What you need to do
Search the entries for the word "below" and pull out each line that has it.

[Natural-language object grounding data]
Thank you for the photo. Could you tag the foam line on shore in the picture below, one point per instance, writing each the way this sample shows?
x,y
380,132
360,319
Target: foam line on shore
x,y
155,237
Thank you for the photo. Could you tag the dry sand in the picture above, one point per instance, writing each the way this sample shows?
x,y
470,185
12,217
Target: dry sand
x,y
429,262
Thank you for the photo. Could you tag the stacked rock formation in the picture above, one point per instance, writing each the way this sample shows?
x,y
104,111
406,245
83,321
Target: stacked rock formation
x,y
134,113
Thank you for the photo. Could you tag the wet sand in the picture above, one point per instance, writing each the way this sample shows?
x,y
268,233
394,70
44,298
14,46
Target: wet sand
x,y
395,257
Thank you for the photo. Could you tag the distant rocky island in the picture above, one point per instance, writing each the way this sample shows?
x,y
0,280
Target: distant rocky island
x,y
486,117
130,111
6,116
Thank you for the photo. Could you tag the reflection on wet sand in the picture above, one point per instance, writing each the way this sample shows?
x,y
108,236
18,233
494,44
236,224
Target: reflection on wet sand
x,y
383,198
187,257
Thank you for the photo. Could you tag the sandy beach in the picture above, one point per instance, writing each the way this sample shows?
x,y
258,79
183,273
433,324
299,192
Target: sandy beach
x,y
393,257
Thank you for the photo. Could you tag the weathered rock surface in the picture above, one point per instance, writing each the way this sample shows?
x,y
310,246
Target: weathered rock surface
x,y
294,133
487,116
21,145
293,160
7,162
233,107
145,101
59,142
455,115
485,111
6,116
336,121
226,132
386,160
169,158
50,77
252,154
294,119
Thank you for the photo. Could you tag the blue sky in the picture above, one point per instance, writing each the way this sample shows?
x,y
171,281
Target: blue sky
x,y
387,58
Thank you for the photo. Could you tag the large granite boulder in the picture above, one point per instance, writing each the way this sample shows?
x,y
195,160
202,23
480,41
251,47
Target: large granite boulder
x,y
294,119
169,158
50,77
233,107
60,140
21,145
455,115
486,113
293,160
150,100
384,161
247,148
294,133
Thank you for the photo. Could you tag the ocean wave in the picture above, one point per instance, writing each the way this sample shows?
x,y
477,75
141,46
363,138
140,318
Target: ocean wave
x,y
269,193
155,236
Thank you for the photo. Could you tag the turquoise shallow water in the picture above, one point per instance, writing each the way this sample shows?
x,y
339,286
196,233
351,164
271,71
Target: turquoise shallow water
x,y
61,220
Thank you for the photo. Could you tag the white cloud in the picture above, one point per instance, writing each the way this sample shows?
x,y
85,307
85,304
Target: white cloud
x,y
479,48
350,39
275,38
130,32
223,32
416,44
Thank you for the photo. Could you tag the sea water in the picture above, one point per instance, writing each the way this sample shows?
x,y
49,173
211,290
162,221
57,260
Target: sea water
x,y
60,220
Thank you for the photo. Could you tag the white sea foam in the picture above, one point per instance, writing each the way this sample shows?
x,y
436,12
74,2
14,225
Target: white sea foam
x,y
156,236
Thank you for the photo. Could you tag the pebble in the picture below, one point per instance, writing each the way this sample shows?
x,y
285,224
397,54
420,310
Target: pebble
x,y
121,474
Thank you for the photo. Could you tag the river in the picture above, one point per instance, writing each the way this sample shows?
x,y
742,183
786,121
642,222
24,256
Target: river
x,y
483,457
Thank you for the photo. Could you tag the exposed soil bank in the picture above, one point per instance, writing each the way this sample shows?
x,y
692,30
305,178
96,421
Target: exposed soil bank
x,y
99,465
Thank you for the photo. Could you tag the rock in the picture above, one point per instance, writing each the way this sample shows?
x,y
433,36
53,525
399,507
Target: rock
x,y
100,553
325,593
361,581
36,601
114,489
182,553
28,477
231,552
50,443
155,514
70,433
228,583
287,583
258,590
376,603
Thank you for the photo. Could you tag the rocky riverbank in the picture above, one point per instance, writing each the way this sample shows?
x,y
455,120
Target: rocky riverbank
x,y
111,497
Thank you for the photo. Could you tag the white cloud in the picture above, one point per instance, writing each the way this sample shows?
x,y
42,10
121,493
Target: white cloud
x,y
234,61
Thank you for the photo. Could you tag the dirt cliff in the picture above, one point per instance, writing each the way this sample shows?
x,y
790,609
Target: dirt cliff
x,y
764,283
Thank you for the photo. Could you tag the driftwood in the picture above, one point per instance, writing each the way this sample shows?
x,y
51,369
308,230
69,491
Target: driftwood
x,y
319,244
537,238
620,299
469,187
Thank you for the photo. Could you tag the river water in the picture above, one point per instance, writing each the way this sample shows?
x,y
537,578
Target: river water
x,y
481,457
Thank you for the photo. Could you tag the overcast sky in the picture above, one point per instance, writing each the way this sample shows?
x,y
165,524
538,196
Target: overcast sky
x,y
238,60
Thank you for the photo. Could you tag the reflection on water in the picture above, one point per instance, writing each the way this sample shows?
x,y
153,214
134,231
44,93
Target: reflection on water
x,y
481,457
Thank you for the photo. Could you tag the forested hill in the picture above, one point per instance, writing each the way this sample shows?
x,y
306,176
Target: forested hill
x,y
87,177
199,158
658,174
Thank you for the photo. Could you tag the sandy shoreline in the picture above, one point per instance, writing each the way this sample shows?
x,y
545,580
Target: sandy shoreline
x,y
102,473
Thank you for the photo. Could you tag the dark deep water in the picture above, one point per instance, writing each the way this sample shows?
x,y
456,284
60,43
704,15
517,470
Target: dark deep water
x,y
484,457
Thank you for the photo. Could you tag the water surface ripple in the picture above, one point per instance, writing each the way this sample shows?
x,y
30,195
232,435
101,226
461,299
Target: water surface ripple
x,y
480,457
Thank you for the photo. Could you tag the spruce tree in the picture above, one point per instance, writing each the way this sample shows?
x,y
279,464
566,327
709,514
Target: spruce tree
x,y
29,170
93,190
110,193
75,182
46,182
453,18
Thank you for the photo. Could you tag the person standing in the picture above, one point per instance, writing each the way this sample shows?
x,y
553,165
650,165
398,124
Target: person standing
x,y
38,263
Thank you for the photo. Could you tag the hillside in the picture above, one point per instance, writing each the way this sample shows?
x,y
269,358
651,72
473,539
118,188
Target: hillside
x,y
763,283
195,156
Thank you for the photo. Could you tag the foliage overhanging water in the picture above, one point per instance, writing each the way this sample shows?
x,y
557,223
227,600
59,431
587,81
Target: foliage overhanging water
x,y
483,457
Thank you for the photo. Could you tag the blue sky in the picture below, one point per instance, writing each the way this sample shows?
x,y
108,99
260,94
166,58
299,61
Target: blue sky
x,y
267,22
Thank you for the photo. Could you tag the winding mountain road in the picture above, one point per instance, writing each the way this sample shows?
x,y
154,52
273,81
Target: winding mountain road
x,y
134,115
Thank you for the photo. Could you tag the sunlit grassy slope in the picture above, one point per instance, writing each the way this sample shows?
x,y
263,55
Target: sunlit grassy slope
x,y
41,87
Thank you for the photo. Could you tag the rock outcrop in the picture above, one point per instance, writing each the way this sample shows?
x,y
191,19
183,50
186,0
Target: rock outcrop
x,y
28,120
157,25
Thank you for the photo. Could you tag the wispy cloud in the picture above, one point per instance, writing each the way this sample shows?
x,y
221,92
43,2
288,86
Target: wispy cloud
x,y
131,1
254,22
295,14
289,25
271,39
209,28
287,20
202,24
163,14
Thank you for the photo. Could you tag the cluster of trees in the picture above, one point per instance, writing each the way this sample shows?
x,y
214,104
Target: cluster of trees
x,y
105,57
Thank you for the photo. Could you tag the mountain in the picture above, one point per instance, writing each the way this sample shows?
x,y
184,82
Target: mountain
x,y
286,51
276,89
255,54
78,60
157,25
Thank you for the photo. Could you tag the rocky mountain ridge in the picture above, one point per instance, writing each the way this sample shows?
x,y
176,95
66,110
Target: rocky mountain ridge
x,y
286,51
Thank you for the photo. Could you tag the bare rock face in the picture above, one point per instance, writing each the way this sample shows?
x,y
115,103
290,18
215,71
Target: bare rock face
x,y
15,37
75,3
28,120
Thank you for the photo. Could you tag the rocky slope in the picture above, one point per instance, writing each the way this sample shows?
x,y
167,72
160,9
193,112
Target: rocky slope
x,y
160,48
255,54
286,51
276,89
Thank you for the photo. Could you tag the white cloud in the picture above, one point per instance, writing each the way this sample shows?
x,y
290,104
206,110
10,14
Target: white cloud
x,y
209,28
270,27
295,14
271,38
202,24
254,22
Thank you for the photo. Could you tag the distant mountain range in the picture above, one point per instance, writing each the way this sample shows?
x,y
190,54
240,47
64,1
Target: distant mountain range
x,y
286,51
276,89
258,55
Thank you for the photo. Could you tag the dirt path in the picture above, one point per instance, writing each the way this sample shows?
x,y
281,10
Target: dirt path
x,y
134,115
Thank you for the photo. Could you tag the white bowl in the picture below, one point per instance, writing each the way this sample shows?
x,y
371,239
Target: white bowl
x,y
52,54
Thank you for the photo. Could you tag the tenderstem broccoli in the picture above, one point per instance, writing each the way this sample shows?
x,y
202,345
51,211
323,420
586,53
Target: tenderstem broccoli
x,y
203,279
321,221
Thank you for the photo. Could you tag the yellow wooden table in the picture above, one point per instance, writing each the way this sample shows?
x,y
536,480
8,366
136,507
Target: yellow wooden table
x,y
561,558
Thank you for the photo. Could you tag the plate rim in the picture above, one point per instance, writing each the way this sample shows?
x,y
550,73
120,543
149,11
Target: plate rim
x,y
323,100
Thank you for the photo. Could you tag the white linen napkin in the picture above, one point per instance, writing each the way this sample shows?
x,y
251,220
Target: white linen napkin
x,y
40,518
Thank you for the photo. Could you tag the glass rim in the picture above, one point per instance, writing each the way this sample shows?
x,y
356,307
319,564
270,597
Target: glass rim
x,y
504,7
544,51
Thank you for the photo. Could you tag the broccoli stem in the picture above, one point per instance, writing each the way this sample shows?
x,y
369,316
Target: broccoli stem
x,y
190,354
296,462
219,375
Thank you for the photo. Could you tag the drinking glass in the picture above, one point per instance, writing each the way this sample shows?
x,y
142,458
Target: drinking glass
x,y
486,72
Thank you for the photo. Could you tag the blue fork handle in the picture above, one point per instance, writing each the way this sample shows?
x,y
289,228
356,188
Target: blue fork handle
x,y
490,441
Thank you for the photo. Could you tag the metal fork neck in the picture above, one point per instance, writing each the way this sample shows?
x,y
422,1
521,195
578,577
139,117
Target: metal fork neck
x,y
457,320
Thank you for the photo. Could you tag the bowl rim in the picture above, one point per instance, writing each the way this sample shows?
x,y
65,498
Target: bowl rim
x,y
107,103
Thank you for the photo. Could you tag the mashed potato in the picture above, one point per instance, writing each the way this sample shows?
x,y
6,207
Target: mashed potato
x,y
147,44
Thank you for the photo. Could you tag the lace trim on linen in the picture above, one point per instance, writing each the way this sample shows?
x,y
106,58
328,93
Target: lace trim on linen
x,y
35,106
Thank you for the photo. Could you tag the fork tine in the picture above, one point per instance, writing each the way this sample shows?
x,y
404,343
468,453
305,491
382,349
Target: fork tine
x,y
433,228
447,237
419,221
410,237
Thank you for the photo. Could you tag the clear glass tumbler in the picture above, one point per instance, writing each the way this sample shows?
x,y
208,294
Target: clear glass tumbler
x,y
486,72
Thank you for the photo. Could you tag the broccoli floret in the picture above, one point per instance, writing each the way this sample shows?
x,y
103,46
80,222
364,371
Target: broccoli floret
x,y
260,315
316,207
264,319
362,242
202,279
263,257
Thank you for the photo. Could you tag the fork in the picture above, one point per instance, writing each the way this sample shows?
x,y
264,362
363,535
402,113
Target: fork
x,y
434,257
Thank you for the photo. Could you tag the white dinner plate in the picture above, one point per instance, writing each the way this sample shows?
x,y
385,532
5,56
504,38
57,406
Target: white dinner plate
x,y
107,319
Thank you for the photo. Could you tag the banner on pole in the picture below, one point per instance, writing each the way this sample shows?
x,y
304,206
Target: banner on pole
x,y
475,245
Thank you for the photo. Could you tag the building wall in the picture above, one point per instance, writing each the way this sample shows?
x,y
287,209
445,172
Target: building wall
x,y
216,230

Exercise result
Thank you for the photo. Could you tag the foam line on shore in the picture below, one point per instance, writing each the way this sample shows?
Thank you for the photo. Could you tag the pebble in the picture below, one point per instance, writing each the way this sample shows?
Thank you for the photo. Could you tag the blue sky in the picture below, one point per instance, writing each the way this sample shows?
Thank you for the photo. Could you tag the white bowl in the picture below, one point per instance, writing each the way this sample shows?
Thank you for the photo. Could you tag the banner on pole in the picture below, one point per instance, writing each the way this sample shows?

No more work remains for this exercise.